§ **EXERCISE GOAL**
Find and copy each line of the data that includes "perimeter".

(DATA EXCERPTS Opens)

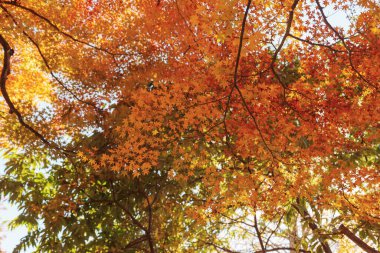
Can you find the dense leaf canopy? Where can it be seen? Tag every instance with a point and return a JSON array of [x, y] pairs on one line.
[[192, 126]]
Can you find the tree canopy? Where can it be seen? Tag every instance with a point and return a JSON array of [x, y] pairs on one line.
[[192, 126]]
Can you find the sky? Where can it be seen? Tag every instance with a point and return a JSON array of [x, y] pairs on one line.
[[9, 239]]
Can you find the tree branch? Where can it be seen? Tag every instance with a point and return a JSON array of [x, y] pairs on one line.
[[344, 230], [8, 52]]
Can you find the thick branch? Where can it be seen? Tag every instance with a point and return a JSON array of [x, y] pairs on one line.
[[55, 27], [283, 248], [8, 52]]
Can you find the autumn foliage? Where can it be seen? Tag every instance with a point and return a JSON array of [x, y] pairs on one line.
[[192, 126]]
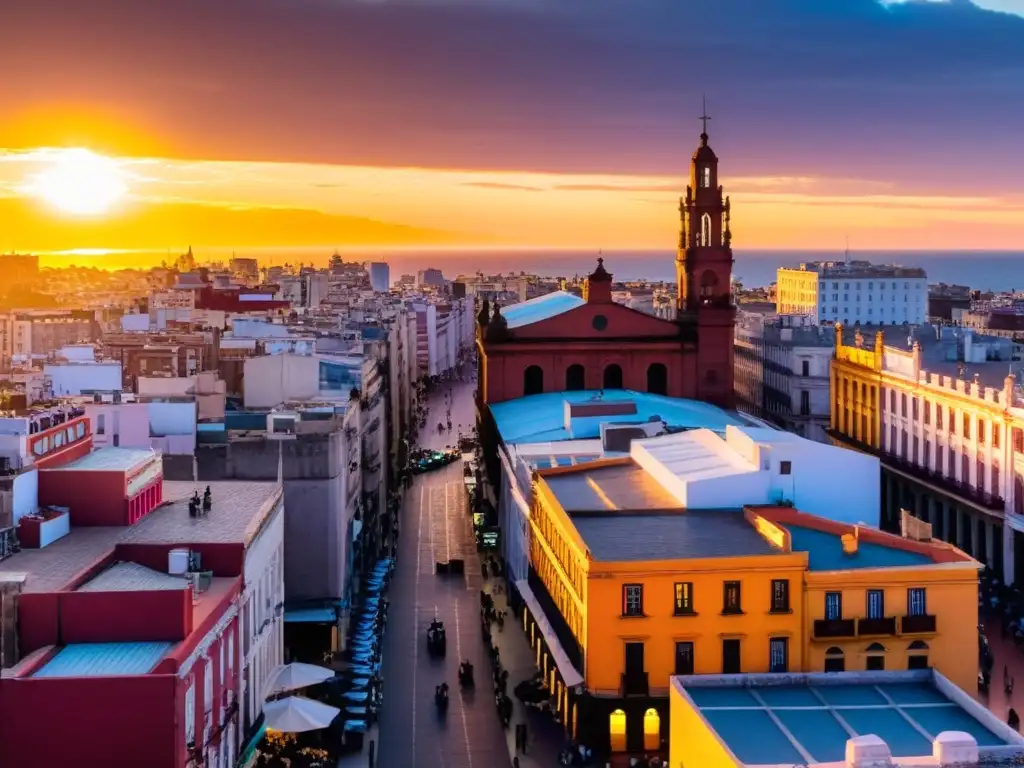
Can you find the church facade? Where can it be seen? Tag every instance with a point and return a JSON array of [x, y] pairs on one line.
[[560, 342]]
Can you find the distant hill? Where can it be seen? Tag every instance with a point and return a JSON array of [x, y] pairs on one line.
[[27, 226]]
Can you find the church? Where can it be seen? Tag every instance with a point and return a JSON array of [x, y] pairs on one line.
[[561, 342]]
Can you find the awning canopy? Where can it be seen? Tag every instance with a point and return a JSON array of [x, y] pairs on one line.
[[566, 671]]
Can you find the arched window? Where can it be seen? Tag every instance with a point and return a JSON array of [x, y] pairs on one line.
[[835, 659], [657, 378], [709, 285], [574, 376], [532, 380], [613, 377], [705, 229], [651, 730], [616, 730]]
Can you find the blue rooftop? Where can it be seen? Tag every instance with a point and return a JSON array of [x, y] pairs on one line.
[[541, 418], [824, 552], [810, 722], [540, 308], [102, 659]]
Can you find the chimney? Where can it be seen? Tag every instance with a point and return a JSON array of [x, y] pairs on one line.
[[867, 752], [954, 748]]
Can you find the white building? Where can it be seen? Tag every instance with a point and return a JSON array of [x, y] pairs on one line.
[[851, 292], [781, 372]]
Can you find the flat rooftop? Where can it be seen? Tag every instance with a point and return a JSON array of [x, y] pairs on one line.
[[541, 418], [615, 487], [240, 509], [109, 460], [808, 722], [824, 552], [674, 536], [104, 659]]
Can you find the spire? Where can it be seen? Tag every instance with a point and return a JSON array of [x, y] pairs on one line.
[[704, 119]]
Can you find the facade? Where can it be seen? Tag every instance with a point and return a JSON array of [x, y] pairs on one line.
[[562, 342], [947, 423], [782, 372], [834, 721], [628, 587], [854, 292], [177, 616]]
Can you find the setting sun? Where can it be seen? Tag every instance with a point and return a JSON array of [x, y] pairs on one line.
[[80, 182]]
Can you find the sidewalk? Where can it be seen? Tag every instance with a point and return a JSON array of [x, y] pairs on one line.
[[545, 737]]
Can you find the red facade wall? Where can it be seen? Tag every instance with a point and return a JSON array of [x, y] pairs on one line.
[[115, 722], [93, 498]]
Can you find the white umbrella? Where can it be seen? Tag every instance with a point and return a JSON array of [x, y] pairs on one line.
[[296, 715], [294, 676]]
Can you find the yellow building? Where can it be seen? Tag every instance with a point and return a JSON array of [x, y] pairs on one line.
[[944, 419], [627, 589]]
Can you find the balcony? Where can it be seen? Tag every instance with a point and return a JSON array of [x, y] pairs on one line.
[[635, 684], [835, 628], [921, 625], [946, 484], [885, 626]]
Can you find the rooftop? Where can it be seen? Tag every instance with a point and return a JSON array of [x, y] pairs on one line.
[[541, 418], [110, 460], [240, 510], [675, 536], [621, 486], [824, 552], [103, 659], [540, 308], [805, 720]]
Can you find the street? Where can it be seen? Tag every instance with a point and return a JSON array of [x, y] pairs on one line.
[[434, 523]]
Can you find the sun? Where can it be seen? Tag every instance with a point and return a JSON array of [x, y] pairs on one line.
[[80, 182]]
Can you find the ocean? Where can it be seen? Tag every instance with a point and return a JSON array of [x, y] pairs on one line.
[[995, 270]]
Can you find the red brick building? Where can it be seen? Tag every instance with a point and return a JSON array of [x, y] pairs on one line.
[[560, 342]]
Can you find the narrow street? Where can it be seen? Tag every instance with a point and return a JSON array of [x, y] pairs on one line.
[[435, 521]]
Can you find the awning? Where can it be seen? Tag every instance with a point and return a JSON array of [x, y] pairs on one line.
[[566, 671], [311, 615]]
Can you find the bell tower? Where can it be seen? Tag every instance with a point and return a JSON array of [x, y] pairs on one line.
[[704, 273]]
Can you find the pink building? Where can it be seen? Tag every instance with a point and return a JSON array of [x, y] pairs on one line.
[[147, 643]]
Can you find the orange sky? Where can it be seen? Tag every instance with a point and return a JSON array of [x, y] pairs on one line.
[[172, 203]]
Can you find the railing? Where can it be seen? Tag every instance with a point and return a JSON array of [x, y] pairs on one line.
[[948, 484], [918, 625], [885, 626], [635, 684], [835, 628], [8, 543]]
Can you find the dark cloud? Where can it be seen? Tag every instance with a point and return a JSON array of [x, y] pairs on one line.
[[923, 92]]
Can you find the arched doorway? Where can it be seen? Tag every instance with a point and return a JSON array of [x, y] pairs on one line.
[[916, 655], [612, 377], [574, 378], [616, 730], [657, 378], [532, 380], [651, 730]]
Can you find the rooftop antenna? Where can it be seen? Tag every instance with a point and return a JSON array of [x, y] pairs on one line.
[[705, 118]]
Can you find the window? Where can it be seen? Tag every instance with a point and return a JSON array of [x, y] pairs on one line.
[[684, 658], [730, 598], [633, 600], [876, 604], [780, 595], [916, 603], [778, 652], [684, 598], [834, 605]]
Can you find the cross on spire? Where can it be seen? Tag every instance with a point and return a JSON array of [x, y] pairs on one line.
[[705, 118]]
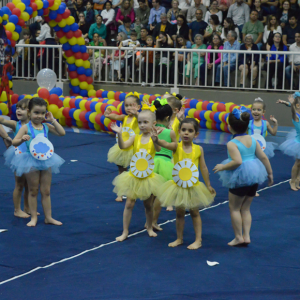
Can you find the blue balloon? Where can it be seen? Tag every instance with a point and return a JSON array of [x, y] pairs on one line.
[[13, 19]]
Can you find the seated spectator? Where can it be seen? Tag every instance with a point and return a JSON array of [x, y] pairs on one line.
[[212, 28], [173, 12], [181, 28], [248, 62], [284, 13], [98, 27], [290, 30], [83, 26], [126, 10], [126, 27], [143, 13], [228, 26], [294, 61], [255, 28], [198, 26], [163, 26], [213, 10], [212, 59], [275, 60], [191, 14], [239, 12], [155, 13], [229, 59], [270, 30], [197, 59], [262, 15]]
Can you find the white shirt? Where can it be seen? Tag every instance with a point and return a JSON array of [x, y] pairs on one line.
[[267, 32], [295, 57]]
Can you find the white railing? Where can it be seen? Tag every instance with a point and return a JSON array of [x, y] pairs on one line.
[[169, 67]]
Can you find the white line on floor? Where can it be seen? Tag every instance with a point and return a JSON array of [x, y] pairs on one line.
[[113, 242]]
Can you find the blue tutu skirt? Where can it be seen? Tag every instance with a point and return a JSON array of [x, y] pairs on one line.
[[248, 173], [25, 163], [291, 146]]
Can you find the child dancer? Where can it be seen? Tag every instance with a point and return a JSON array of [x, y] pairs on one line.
[[140, 182], [291, 146], [9, 154], [38, 173], [257, 125], [185, 191], [241, 173], [122, 157]]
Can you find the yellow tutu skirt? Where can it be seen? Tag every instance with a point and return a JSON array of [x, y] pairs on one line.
[[134, 188], [195, 197], [119, 157]]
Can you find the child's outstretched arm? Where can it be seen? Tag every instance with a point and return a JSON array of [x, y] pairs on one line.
[[264, 159], [121, 143], [272, 130], [54, 127]]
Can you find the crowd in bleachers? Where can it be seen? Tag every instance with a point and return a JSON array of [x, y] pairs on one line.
[[184, 24]]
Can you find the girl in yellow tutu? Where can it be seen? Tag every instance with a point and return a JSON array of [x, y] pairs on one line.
[[121, 157], [140, 182], [185, 191]]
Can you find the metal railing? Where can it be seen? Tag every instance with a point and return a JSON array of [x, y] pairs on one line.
[[170, 67]]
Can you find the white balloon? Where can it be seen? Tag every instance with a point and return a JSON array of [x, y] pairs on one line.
[[46, 78]]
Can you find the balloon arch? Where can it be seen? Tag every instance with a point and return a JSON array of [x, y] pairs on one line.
[[13, 17]]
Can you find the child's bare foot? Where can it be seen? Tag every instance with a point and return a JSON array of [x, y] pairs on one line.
[[176, 243], [119, 199], [53, 222], [236, 242], [122, 237], [21, 214], [151, 233], [293, 186], [195, 245]]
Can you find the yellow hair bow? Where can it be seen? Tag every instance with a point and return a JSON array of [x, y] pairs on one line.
[[146, 107], [136, 94], [193, 118]]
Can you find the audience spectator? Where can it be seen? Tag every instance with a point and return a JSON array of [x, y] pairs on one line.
[[275, 62], [213, 10], [143, 13], [254, 27], [229, 59], [290, 30], [228, 26], [173, 12], [197, 59], [262, 15], [294, 60], [212, 59], [239, 12], [212, 28], [270, 30], [191, 14], [198, 26], [247, 62], [126, 10], [155, 13], [98, 27]]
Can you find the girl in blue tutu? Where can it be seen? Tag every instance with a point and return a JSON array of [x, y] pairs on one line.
[[39, 161], [121, 157], [291, 146], [247, 166], [11, 152], [140, 182]]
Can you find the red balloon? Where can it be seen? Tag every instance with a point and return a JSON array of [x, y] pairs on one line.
[[44, 93], [16, 12], [66, 14], [89, 80]]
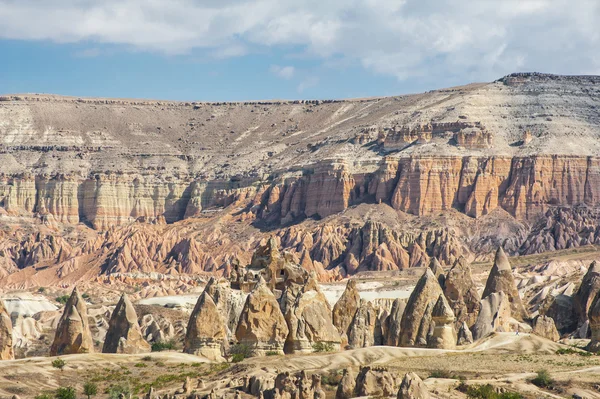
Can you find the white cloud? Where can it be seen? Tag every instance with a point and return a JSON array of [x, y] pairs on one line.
[[428, 39], [285, 72]]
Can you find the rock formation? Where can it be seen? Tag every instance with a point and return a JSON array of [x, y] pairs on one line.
[[465, 337], [494, 315], [544, 327], [501, 279], [392, 336], [347, 385], [412, 387], [418, 308], [6, 335], [588, 290], [124, 334], [346, 307], [309, 320], [444, 334], [262, 326], [461, 292], [361, 332], [374, 382], [73, 332], [206, 333], [594, 319]]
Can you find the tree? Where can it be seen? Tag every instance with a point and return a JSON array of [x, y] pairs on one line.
[[90, 389], [65, 393]]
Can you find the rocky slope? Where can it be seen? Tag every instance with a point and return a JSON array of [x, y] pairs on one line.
[[356, 185]]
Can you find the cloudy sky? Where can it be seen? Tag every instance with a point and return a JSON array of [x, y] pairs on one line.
[[258, 49]]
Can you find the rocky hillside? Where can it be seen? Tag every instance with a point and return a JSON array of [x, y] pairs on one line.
[[104, 186]]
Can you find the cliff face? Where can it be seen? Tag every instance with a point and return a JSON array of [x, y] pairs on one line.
[[524, 146]]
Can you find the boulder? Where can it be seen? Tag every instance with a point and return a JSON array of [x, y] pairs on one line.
[[361, 333], [392, 336], [587, 291], [347, 385], [346, 307], [206, 333], [418, 308], [544, 327], [465, 336], [412, 387], [494, 315], [461, 292], [594, 321], [124, 334], [309, 320], [73, 331], [444, 334], [501, 279], [374, 382], [6, 338], [262, 326]]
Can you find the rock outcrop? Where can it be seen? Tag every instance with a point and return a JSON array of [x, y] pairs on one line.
[[501, 279], [444, 334], [588, 290], [544, 327], [461, 292], [345, 308], [124, 334], [206, 333], [412, 387], [6, 335], [418, 309], [309, 321], [73, 332], [494, 315], [262, 326], [361, 332]]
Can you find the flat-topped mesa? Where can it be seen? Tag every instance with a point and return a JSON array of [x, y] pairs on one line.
[[206, 333], [501, 279], [418, 310], [73, 333], [262, 326], [444, 333], [466, 134], [587, 291], [6, 331], [124, 334]]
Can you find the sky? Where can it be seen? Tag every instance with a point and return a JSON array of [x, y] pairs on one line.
[[236, 50]]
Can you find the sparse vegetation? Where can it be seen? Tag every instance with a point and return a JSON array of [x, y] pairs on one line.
[[59, 364], [543, 379], [163, 346], [323, 347]]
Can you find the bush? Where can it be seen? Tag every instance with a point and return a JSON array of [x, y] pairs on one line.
[[62, 299], [90, 389], [163, 346], [543, 379], [323, 347], [240, 352], [59, 364], [65, 393]]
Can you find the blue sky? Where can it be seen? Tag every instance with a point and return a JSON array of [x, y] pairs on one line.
[[264, 49]]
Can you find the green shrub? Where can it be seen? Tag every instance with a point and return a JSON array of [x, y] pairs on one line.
[[90, 389], [240, 352], [543, 379], [59, 364], [163, 346], [62, 299], [65, 393], [323, 347]]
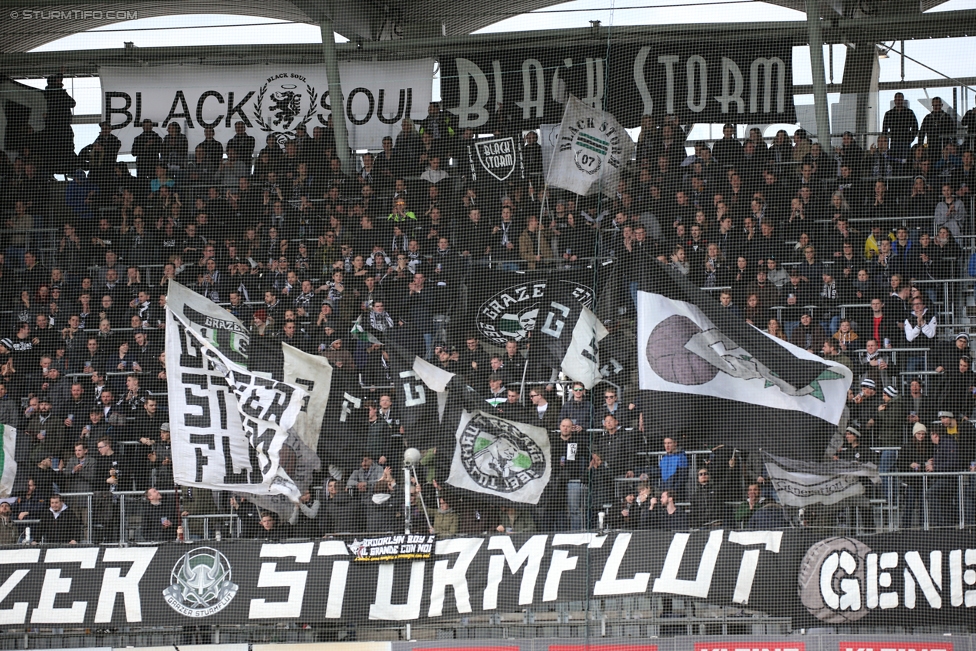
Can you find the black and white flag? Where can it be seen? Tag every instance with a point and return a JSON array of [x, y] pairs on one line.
[[569, 334], [500, 457], [801, 483], [420, 386], [229, 425], [706, 370]]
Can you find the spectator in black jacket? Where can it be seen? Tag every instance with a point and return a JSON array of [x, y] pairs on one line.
[[159, 521], [59, 526], [707, 507]]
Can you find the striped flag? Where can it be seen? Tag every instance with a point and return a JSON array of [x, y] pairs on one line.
[[8, 463], [591, 151]]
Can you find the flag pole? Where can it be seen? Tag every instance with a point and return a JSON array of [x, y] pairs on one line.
[[543, 207]]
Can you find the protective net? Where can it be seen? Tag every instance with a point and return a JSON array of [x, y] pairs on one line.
[[647, 334]]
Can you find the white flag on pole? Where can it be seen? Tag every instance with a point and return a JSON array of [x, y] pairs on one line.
[[591, 150], [501, 457]]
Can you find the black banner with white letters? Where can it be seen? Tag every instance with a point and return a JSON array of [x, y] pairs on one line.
[[912, 579], [751, 81]]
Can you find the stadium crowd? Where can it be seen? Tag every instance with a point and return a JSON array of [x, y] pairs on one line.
[[784, 233]]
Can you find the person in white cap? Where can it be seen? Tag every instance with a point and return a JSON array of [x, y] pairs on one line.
[[864, 405], [912, 458]]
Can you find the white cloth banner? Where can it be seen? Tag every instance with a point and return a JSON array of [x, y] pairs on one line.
[[314, 374], [580, 363], [799, 483], [680, 350], [591, 150], [436, 379], [501, 457], [211, 448], [268, 99], [266, 409]]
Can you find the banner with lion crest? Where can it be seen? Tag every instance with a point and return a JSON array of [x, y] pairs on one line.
[[268, 99]]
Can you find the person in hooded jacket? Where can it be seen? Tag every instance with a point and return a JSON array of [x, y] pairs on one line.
[[383, 511]]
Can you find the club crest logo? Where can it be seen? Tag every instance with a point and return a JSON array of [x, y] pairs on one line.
[[593, 144], [200, 583], [498, 157], [511, 313], [499, 456], [284, 103], [680, 352]]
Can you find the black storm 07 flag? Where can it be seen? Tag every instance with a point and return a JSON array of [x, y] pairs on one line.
[[707, 372]]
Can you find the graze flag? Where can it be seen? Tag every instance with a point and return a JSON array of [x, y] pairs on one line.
[[591, 150], [500, 457], [801, 483], [569, 335], [218, 326], [505, 305], [267, 411], [8, 463], [708, 372], [209, 446]]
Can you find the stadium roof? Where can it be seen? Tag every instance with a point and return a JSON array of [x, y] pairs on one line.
[[358, 20]]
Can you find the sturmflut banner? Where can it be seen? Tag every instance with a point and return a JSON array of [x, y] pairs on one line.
[[268, 99], [229, 424], [911, 579]]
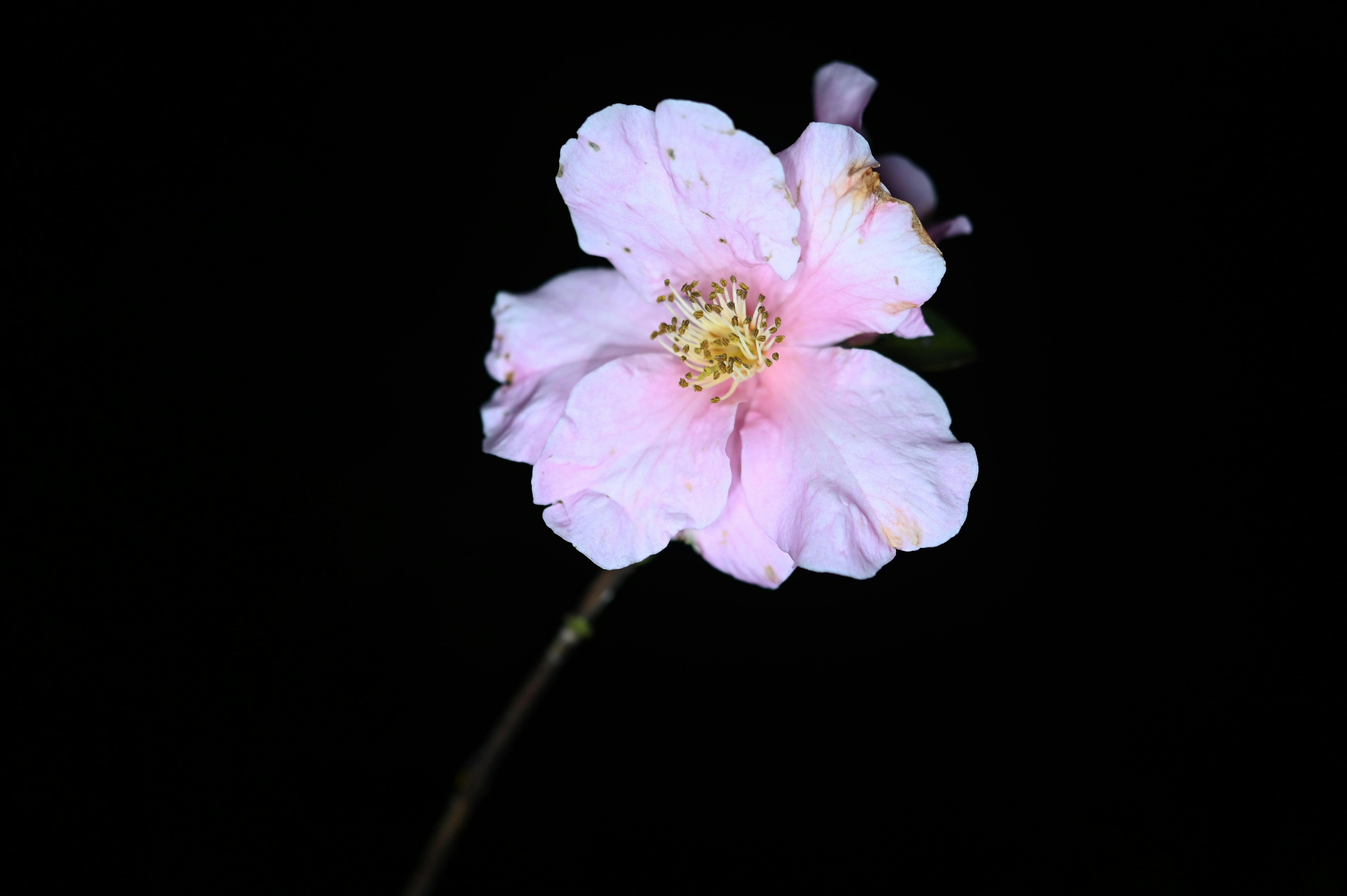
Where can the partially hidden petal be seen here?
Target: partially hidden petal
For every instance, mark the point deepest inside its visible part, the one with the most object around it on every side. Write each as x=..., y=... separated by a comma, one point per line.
x=580, y=316
x=735, y=544
x=954, y=227
x=677, y=193
x=841, y=94
x=906, y=181
x=867, y=259
x=849, y=457
x=546, y=341
x=521, y=416
x=634, y=460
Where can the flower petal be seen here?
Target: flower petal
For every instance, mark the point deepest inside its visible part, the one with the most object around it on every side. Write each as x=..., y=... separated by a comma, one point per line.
x=546, y=341
x=677, y=193
x=867, y=261
x=914, y=325
x=841, y=94
x=906, y=181
x=634, y=461
x=735, y=544
x=849, y=456
x=954, y=227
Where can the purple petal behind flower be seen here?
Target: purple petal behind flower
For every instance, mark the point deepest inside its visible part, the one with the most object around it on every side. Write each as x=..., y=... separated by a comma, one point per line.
x=954, y=227
x=841, y=94
x=910, y=184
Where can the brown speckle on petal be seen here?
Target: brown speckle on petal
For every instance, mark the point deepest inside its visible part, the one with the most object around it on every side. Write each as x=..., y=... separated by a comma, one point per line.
x=903, y=527
x=922, y=234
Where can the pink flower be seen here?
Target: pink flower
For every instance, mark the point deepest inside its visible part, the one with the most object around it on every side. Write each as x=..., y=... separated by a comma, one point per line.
x=698, y=390
x=841, y=95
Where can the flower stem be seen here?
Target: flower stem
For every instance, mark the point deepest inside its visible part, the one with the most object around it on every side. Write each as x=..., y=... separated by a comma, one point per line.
x=475, y=776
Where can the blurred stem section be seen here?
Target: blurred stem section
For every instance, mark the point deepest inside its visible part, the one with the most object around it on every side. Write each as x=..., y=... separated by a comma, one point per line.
x=475, y=776
x=946, y=351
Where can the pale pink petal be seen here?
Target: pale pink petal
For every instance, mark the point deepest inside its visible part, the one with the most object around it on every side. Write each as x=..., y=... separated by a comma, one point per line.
x=678, y=195
x=634, y=461
x=954, y=227
x=841, y=94
x=867, y=259
x=906, y=181
x=735, y=544
x=914, y=325
x=546, y=341
x=521, y=417
x=849, y=457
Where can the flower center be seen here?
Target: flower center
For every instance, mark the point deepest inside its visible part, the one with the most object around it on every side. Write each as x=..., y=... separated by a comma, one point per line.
x=718, y=339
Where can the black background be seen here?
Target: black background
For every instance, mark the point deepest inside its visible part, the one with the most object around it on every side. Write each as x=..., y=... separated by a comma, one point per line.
x=303, y=593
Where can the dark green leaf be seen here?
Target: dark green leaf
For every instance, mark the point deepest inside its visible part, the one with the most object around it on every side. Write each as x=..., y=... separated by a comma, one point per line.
x=945, y=351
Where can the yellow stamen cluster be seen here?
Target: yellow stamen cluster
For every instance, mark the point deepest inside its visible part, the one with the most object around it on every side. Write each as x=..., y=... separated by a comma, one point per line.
x=718, y=337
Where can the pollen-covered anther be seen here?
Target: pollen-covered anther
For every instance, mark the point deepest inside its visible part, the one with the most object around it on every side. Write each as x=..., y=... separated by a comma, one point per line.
x=717, y=337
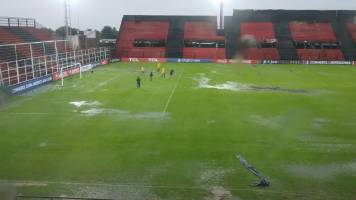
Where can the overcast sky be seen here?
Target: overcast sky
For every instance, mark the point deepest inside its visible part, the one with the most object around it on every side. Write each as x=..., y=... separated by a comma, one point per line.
x=97, y=13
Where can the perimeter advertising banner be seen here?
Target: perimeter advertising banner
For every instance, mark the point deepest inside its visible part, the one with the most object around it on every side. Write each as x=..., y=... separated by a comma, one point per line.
x=57, y=76
x=30, y=84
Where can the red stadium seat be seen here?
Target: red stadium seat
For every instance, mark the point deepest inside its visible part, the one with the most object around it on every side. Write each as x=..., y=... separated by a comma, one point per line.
x=261, y=54
x=131, y=31
x=312, y=32
x=320, y=54
x=352, y=29
x=260, y=31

(DATA EXCERPTS Closes)

§ **REPLY TO THE EXERCISE**
Where can the perimeter advertising banner be seen here?
Target: perimeter advertising banner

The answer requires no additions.